Short task
Rewrite the records below, putting "image coordinates" wherever "pixel coordinates" occurs and leaving all other wording unchanged.

::::

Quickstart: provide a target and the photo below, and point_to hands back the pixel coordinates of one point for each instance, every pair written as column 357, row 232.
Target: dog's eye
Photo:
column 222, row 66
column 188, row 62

::::

Output below
Quickstart: provide a target and the photo below, and point_to hands back the image coordinates of one point for each instance, every pair written as column 357, row 232.
Target: dog's eye
Photo:
column 222, row 66
column 188, row 62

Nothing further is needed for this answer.